Transcribe, word for word, the portion of the Wealth Tax Act judgment between "In the next" and "with Entry 97 List I.", inclusive.

Article:
☆ ☆ ☆

16. After pointing out two or three features which, in the opinion of Sikri, C.J., were inconsistent with the views of Shelat J., the judgment stated:-
“Therefore, it seems to us that the whole of the impugned Act clearly falls within entry 97 List I.”
At the cost of repetition we would like to point out that the impugned Act was the 1969 Amendment Act. The distinction between the Amendment Act and the original Wealth Tax Act was always present in the mind of the learned Chief Justice as is clear from the very next sentence, which reads thus:-
“We may mention that this Court has never held that the original Wealth Tax Act fell under entry 86 List I. It was only assumed that the original Wealth Tax Act fell within entry 86 List I and on that assumption this entry was analysed and contrasted with entry 49 List II.”
Mr. Sorabjee laid great emphasis on the above sentences and urged that an inference should be drawn therefrom about the majority view holding that Entry 86 was not attracted. We do not agree with him. In his judgment Shelat, J. had referred to several decisions in favour of holding Entry 86 applicable and the last sentence quoted above, was only a comment on that part of the judgment. Besides, there is further indication given in the very next sentence, which, in our view, reiterates the conclusion already reached and recorded at page 72G (quoted above) and that is in the following words:-
“Be that as it may, we are clearly of the opinion that no part of the impugned legislation falls within entry 86 List I.”
(emphasis added)
In the next paragraph the permissibility of the Parliament combining its powers under Entry 86 with its powers under Entry 97 was considered and answered in the affirmative. This was apparently the conclusion made at page 72G (quoted above) that the legislation should be held to be valid under Entry 86 List I, read with Entry 97 List I.

☆ ☆ ☆

Data extract:
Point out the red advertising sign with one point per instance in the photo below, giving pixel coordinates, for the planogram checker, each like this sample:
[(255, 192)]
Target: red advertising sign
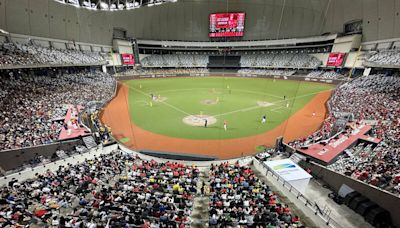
[(127, 59), (335, 59), (226, 24)]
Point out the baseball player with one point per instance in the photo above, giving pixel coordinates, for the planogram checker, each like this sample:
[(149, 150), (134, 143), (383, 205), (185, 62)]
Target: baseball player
[(264, 119)]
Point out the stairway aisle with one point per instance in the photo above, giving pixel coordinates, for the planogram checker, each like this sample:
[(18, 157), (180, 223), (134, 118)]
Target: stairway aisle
[(200, 206)]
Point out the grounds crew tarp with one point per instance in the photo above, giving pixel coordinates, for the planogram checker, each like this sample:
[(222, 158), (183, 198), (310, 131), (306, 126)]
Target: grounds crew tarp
[(290, 172)]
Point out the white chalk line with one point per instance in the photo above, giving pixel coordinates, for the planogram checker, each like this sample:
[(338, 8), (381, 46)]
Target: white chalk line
[(231, 112)]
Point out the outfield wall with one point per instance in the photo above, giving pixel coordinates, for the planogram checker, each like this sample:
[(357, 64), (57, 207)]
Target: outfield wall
[(223, 74)]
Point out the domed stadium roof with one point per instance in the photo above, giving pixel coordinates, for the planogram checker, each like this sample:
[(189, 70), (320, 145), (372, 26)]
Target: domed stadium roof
[(114, 4)]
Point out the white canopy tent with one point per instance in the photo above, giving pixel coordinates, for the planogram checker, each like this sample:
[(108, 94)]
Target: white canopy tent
[(290, 172)]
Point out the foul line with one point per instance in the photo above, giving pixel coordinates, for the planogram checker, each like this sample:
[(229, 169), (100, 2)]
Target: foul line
[(273, 103), (231, 112)]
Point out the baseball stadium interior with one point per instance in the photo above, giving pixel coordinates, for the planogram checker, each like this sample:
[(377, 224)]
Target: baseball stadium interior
[(199, 113)]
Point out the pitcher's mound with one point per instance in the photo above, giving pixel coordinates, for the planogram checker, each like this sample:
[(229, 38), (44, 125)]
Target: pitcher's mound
[(160, 99), (264, 103), (199, 120), (209, 102)]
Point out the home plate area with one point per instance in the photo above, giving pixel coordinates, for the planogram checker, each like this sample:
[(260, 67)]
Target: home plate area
[(199, 120)]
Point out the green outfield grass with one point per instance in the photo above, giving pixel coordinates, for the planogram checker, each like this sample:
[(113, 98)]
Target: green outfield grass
[(237, 104)]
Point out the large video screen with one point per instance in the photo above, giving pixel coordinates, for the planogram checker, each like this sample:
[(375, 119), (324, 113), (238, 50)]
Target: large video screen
[(226, 24), (127, 59), (335, 59)]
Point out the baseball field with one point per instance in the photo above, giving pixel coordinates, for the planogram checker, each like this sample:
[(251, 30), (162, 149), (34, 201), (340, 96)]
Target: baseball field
[(168, 114)]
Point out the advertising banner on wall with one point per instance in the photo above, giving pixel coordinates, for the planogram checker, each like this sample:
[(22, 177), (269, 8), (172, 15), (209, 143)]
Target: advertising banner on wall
[(335, 59), (127, 59), (226, 24)]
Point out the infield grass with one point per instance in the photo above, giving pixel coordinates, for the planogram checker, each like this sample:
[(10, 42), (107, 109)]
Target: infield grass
[(237, 104)]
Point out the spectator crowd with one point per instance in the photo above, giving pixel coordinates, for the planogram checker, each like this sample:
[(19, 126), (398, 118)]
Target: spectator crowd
[(32, 103), (374, 99), (239, 198), (385, 57), (14, 54), (113, 190), (293, 60)]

☆ ☆ ☆

Answer for this exercise:
In the next paragraph the permissibility of the Parliament combining its powers under Entry 86 with its powers under Entry 97 was considered and answered in the affirmative. This was apparently the conclusion made at page 72G (quoted above) that the legislation should be held to be valid under Entry 86 List I, read with Entry 97 List I.